--- Start MATERIAL SHOWN ---

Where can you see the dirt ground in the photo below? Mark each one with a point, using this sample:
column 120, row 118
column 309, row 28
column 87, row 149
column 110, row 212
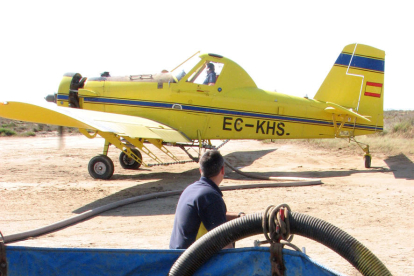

--- End MATERIAL SHOWN ---

REQUIRED TASK
Please retype all the rows above word for word, leaving out the pictures.

RESULT FOR THIS EXERCISE
Where can you see the dirt ground in the photo below? Mark each one with a point, using this sample:
column 120, row 118
column 309, row 28
column 87, row 149
column 110, row 212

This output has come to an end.